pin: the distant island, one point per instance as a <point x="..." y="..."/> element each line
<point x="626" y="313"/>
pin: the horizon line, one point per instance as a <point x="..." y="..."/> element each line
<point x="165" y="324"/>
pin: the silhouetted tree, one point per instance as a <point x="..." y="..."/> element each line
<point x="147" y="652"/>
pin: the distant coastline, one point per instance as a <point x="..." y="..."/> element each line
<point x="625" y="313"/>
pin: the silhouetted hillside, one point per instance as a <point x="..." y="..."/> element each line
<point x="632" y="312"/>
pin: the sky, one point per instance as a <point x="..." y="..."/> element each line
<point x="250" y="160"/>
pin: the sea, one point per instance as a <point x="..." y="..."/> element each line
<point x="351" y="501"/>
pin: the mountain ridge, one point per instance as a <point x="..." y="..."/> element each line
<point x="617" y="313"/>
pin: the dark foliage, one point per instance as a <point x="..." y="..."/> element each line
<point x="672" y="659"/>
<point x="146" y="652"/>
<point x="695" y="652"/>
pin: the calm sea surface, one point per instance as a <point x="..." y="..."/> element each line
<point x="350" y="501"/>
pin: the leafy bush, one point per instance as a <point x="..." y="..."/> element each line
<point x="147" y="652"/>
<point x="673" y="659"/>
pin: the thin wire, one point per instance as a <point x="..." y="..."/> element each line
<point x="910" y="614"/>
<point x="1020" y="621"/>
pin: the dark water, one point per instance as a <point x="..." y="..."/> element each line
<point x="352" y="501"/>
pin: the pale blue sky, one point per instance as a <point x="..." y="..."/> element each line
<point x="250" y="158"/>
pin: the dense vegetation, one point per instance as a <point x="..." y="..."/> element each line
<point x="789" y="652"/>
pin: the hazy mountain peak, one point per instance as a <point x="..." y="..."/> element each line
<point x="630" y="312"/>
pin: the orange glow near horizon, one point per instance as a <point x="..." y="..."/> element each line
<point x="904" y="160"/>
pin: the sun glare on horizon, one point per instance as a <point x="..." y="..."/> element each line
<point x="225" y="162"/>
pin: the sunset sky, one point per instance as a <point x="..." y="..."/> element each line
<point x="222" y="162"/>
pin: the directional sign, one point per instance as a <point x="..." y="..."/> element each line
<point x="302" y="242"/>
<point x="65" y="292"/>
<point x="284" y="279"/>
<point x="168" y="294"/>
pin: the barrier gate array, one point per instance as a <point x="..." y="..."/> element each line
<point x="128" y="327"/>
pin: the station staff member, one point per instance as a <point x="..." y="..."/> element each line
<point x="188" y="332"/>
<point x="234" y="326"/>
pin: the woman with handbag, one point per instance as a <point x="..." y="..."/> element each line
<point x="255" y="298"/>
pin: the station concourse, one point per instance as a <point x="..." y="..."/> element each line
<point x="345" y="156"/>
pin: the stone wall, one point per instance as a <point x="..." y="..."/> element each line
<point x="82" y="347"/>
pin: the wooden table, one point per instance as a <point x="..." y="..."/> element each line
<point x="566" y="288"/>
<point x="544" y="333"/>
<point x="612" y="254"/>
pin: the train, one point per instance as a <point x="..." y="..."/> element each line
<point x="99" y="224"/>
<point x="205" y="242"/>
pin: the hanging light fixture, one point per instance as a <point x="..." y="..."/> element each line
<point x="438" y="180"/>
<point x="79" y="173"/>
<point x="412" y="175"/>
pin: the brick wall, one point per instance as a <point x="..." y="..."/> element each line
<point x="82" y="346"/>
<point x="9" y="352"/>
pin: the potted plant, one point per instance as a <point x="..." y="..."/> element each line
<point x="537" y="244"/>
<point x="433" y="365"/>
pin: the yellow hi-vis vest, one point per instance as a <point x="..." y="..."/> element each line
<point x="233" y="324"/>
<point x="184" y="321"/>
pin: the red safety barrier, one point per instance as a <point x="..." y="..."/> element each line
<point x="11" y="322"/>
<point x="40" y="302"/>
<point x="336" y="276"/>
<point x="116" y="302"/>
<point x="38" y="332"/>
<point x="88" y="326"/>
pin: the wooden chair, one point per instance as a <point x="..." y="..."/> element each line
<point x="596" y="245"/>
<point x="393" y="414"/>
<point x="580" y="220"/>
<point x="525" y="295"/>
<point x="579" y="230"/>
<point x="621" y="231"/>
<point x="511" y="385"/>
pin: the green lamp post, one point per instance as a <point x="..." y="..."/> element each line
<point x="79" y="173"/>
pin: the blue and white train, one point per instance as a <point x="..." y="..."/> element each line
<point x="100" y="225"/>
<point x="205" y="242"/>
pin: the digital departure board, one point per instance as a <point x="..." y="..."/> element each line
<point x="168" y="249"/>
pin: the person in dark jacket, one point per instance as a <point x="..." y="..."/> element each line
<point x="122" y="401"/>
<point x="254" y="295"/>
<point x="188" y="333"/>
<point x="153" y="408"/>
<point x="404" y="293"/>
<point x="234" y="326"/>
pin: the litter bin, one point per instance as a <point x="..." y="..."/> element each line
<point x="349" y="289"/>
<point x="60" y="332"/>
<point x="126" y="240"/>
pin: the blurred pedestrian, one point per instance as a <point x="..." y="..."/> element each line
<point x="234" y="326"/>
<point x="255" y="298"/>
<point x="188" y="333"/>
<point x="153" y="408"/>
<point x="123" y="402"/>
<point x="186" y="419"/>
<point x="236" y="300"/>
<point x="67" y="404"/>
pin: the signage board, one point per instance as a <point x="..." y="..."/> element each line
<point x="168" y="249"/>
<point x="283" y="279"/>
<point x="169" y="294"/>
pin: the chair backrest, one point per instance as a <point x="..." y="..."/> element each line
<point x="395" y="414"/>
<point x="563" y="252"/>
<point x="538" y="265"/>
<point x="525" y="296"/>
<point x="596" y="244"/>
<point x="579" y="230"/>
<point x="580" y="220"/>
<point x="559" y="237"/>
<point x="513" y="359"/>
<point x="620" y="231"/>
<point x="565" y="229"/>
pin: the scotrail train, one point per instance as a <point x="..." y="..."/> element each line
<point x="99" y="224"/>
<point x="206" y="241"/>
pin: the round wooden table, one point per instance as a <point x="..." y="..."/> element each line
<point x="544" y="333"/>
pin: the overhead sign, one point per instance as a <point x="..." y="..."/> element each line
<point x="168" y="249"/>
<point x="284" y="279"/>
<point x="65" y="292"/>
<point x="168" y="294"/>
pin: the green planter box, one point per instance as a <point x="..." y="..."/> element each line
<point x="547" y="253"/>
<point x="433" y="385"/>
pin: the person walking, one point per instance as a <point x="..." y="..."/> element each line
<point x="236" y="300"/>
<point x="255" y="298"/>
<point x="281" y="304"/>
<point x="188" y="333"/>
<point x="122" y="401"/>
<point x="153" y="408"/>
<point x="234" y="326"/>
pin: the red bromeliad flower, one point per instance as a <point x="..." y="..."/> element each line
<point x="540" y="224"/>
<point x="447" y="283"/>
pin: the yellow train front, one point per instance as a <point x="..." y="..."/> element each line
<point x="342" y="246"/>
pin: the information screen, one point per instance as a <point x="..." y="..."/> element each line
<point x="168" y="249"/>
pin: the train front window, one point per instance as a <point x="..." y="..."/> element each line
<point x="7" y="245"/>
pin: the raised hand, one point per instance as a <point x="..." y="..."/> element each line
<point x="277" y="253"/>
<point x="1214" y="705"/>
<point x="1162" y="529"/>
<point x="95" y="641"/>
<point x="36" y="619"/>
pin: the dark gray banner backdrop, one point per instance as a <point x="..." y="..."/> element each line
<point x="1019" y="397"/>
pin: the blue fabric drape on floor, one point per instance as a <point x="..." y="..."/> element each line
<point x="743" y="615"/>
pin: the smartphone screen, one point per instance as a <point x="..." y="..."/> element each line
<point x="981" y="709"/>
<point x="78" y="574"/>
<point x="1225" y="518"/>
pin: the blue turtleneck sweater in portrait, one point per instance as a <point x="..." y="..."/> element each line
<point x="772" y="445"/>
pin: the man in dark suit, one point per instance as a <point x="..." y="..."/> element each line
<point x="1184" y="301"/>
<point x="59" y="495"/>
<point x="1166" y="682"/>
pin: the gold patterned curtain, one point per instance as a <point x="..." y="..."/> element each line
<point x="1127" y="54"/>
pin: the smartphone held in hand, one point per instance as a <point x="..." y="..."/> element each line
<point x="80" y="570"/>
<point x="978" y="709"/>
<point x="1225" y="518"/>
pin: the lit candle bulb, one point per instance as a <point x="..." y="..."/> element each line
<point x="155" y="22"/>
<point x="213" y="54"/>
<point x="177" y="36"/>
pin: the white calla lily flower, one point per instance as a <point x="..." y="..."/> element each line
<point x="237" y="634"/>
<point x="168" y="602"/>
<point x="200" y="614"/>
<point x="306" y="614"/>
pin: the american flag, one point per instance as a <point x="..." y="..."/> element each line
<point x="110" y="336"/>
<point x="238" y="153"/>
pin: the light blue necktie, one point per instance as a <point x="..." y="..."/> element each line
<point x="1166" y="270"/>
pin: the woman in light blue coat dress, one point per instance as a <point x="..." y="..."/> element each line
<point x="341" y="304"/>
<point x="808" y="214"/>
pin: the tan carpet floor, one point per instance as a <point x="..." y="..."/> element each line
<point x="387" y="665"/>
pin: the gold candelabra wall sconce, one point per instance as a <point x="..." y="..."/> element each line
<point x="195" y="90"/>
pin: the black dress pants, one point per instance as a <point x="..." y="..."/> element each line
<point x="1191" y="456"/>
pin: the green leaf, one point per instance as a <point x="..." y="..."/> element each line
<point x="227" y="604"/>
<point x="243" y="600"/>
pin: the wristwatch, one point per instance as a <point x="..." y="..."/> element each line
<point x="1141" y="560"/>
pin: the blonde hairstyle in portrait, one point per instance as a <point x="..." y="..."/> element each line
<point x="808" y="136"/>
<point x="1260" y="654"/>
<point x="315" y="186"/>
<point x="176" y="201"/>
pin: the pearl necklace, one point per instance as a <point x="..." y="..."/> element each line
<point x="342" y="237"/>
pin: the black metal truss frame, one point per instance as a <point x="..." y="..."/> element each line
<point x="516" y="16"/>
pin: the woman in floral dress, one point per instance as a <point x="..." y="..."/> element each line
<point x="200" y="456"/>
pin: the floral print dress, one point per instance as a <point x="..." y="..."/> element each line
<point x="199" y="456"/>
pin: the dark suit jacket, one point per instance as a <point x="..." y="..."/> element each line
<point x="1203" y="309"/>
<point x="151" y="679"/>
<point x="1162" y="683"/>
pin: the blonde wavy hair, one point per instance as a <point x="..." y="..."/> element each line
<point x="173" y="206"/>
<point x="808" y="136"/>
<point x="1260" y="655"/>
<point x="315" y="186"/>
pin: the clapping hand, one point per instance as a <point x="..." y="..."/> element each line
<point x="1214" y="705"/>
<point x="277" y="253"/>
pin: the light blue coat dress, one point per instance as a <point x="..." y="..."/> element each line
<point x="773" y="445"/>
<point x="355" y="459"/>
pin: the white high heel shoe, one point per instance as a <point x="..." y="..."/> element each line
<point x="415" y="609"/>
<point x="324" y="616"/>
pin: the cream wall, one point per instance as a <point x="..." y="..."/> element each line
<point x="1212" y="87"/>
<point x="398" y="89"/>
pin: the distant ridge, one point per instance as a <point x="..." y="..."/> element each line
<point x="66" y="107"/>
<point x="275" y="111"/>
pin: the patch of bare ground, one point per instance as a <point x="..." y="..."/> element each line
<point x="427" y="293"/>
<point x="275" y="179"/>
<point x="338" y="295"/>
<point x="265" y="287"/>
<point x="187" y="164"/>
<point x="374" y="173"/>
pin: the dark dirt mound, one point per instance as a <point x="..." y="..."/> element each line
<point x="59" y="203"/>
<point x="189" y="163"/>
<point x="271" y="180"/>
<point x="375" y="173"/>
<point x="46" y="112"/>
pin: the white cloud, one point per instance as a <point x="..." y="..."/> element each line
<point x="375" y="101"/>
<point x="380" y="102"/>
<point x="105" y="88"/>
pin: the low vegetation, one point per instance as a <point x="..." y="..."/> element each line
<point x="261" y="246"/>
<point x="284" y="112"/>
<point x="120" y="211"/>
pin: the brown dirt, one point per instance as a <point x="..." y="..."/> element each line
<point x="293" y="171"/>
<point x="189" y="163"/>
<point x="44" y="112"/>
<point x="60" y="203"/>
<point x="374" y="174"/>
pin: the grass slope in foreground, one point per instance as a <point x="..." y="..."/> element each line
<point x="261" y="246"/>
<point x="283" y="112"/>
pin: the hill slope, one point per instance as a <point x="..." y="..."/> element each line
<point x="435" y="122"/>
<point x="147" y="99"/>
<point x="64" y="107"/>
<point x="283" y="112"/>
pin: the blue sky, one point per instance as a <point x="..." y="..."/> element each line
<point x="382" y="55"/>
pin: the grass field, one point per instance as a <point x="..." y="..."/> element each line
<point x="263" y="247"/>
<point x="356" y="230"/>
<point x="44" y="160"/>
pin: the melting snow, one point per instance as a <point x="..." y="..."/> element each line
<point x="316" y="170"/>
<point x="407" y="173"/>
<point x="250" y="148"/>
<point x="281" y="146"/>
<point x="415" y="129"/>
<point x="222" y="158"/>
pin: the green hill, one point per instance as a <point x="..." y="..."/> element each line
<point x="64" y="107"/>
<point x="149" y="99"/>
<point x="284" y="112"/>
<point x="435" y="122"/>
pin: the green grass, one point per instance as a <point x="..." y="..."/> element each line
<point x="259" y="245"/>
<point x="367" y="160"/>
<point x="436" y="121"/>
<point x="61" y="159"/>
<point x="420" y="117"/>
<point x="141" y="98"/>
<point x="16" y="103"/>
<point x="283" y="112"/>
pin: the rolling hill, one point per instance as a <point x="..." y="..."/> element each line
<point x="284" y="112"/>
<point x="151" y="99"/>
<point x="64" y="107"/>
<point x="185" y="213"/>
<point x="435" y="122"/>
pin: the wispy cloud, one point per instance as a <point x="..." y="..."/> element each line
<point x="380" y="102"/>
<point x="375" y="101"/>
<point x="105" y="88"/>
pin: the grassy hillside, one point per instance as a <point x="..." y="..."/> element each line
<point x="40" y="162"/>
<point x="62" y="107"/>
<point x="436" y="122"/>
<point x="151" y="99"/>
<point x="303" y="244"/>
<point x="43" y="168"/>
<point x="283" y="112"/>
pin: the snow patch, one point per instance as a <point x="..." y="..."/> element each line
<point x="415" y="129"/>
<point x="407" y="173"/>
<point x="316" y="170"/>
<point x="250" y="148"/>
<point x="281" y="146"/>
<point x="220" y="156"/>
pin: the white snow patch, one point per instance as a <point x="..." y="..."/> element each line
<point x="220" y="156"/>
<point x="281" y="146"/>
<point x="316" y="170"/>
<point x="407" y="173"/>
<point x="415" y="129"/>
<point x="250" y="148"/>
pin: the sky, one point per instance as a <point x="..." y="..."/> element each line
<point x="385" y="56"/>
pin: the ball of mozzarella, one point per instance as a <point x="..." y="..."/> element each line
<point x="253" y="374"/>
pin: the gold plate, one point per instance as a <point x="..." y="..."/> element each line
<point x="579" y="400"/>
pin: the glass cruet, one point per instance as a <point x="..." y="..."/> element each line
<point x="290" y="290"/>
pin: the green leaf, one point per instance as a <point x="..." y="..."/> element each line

## Problem to solve
All that the answer may hold is the lines from the one with "pin: the ball" through the end of the data, set down exactly as they appear.

## Expected answer
pin: the ball of mozzarella, one point per instance as a <point x="..." y="..."/> element each line
<point x="253" y="374"/>
pin: the gold plate, one point per instance as a <point x="..." y="..."/> element each line
<point x="579" y="400"/>
pin: the glass cruet, one point per instance as a <point x="..." y="..."/> element each line
<point x="290" y="290"/>
pin: the green leaf, one point per instance as a <point x="..." y="..."/> element each line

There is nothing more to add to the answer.